Can you echo every line of the listing below back to me verbatim, leaving nothing out?

━━━━━ GIVEN ENTRIES

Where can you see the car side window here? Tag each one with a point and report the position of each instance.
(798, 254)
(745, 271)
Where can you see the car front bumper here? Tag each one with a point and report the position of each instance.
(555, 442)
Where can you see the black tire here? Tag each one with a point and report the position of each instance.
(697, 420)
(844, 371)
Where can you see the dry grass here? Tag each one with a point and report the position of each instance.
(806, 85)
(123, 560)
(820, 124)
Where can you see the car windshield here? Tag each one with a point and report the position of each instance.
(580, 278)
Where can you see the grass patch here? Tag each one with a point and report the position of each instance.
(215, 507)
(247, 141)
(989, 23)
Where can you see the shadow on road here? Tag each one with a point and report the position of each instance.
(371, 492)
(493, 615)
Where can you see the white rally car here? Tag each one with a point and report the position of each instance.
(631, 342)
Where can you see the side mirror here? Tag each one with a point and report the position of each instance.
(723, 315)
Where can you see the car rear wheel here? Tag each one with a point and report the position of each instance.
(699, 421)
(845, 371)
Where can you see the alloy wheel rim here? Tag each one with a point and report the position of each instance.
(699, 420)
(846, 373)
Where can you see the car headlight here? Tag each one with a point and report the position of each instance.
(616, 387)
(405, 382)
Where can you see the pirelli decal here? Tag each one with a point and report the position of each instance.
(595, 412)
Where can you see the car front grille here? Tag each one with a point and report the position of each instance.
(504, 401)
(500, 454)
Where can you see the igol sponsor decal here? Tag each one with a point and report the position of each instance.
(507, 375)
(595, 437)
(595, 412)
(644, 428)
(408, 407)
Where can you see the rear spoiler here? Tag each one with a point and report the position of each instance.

━━━━━━━━━━

**ANSWER TO THE EXERCISE:**
Where can you see the car side window here? Tag each one with a point and report the position of each instance.
(798, 254)
(745, 271)
Where can you see the car front bumper here? Tag each one with a point and report the position of each instance.
(555, 442)
Where can you see the black tire here? Tag each one with a point and report the position of each instance.
(697, 420)
(844, 371)
Where can you see the dry grass here? Tag each one with a point and report the position of each instance.
(806, 85)
(123, 560)
(820, 124)
Where can you see the car windshield here? Tag each one with a point and report the position of each instance.
(580, 278)
Where can you see the grass patch here? Tag each one with a point and report the position of each instance.
(215, 507)
(247, 141)
(989, 23)
Where can you see the shadow on road here? Tag each one with a point and report the position of each instance.
(371, 492)
(493, 615)
Where can you see the white rally car here? Tag each one with a point and report the position of each instance.
(631, 342)
Where can you see the side mirror here? Tag each one with a point and report the position of each instance.
(723, 315)
Where can you see the car rear wheel here? Tag each one with a point and report the position of each instance.
(699, 421)
(845, 371)
Where can you see the alloy wheel rim here? Tag each one with a point and report the position of each instance.
(699, 420)
(846, 373)
Where can you see the car headlight here? Tag each one with a point and report the position of each instance.
(616, 387)
(405, 382)
Where can you see the pirelli decal here? Tag each one with a point and report the position of each instance.
(595, 412)
Where can you see the car front grille here? Tag each one with a point and report the position of each instance.
(504, 401)
(500, 454)
Where can you see the igol sponsor decal here? Tag each one with a point and report the position of each instance.
(507, 375)
(595, 437)
(595, 412)
(644, 428)
(408, 407)
Where can you see the rear spoiler here? Tag each one with a point and report the position of each instance.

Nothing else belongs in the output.